┌────────

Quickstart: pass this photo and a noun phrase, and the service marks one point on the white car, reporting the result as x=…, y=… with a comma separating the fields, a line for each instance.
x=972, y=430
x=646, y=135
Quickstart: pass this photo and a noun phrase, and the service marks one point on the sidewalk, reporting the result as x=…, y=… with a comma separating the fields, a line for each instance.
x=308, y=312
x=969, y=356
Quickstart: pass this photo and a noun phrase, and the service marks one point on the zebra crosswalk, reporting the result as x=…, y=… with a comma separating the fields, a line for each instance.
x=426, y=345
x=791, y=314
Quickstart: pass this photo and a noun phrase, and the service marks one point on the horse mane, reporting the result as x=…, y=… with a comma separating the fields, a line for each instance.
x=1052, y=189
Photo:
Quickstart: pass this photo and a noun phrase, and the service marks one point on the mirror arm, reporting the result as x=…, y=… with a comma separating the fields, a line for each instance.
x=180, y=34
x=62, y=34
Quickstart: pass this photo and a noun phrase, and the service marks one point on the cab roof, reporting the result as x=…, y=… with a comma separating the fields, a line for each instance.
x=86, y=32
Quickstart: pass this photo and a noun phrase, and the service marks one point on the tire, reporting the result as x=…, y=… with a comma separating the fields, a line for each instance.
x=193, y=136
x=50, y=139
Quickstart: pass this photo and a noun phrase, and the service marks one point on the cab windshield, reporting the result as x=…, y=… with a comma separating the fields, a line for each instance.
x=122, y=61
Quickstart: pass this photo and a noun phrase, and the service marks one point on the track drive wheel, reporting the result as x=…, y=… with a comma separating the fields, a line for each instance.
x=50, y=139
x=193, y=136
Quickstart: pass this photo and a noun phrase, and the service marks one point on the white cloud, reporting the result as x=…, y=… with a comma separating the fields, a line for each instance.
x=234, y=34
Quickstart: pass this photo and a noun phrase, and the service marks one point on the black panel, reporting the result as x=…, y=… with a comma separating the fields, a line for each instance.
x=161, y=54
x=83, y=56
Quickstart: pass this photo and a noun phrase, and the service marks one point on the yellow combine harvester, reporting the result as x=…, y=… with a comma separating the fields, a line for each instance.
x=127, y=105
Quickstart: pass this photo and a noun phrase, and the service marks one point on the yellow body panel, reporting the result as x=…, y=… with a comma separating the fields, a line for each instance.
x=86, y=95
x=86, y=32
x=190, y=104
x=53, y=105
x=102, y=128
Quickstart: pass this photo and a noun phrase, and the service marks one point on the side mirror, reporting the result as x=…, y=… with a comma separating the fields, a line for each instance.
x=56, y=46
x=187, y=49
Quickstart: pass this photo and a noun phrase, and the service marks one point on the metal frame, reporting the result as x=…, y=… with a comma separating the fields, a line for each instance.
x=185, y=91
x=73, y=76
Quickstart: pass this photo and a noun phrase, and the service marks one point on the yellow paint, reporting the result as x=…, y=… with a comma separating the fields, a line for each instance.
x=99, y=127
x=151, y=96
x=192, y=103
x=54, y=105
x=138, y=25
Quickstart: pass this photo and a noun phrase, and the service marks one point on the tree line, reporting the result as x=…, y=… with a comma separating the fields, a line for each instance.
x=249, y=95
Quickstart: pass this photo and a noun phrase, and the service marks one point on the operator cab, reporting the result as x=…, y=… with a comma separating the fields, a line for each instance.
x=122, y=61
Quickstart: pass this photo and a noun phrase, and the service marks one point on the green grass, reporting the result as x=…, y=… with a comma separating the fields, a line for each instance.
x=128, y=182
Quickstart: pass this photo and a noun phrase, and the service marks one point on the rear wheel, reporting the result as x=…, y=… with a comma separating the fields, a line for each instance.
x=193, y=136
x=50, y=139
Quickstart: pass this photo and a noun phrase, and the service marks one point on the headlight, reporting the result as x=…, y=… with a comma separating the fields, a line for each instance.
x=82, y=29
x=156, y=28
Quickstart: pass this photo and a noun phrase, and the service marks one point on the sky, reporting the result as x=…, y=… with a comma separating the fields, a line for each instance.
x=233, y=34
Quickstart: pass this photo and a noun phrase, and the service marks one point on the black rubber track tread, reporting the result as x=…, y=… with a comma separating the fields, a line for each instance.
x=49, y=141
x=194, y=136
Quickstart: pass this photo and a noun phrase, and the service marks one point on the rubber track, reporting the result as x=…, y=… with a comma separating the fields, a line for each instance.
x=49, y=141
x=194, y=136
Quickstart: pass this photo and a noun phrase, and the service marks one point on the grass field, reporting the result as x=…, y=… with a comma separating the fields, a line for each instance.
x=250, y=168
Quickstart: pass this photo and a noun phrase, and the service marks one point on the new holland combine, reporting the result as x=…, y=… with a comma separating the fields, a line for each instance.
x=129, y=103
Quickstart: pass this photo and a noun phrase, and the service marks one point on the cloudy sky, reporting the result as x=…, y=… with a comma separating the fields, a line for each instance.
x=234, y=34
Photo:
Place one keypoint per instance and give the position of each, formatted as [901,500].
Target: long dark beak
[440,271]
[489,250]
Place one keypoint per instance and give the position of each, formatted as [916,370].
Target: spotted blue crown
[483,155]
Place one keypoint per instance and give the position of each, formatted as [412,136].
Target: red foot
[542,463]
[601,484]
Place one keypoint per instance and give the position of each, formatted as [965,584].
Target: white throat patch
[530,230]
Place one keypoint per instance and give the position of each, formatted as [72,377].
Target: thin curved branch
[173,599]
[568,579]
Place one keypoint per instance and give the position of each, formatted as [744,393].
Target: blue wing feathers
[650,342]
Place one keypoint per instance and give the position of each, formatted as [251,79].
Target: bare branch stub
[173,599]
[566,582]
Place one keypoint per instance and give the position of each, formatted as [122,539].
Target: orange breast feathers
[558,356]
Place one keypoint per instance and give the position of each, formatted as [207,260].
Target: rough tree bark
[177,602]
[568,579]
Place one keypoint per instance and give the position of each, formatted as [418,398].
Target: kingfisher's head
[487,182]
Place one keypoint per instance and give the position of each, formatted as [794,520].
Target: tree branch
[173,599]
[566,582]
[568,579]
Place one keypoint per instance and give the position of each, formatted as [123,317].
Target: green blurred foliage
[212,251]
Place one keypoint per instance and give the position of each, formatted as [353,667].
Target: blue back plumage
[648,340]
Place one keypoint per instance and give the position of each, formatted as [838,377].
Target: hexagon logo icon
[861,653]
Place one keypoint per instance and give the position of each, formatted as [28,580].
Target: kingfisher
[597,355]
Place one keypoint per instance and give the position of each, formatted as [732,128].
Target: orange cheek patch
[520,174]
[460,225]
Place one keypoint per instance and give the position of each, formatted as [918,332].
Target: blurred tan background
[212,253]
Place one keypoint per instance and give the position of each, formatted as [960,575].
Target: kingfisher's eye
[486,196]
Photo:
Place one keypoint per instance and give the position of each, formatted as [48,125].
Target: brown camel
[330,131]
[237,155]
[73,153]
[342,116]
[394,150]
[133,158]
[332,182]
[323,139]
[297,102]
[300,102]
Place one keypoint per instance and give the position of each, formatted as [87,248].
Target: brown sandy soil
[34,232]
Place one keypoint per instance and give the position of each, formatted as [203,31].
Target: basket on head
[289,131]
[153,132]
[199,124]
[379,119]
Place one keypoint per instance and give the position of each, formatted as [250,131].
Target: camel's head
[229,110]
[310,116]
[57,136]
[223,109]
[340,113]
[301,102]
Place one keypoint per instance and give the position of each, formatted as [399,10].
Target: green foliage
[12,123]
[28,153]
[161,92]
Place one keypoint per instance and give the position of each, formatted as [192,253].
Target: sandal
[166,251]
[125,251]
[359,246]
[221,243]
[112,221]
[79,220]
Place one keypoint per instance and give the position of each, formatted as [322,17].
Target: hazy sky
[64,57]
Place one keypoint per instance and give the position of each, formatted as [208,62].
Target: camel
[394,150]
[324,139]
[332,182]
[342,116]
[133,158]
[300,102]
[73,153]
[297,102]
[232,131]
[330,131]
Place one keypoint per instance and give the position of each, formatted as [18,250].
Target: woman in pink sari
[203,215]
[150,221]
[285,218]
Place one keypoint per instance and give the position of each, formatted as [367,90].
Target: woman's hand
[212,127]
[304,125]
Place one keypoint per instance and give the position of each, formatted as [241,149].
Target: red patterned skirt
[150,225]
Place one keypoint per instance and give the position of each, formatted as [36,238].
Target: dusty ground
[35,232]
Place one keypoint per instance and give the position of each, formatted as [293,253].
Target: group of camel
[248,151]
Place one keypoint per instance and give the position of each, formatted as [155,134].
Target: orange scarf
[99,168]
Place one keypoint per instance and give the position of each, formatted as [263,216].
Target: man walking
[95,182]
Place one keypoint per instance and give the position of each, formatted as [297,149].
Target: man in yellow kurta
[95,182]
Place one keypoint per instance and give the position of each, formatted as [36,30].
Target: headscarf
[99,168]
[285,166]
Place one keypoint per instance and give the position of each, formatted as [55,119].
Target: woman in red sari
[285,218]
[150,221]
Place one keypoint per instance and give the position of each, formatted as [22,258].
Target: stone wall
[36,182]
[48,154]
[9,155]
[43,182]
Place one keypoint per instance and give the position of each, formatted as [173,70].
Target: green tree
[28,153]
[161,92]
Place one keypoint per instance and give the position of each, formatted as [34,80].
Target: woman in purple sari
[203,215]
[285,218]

└────────

WORK INSTRUCTION: Output exactly the lines between the one containing "Target: woman in red sari" and the final line above, both inclusive.

EXERCISE RESPONSE:
Target: woman in red sari
[285,218]
[150,221]
Place one keypoint per instance and give the position of each, formatted as [22,258].
Target: stone wall
[36,182]
[48,154]
[9,155]
[43,182]
Place one keypoint per instance and give the position of each, formatted as [173,70].
Target: green tree
[28,153]
[161,92]
Place one keypoint per instance and give the position of each, formatted as [34,80].
Target: woman in purple sari
[203,215]
[285,218]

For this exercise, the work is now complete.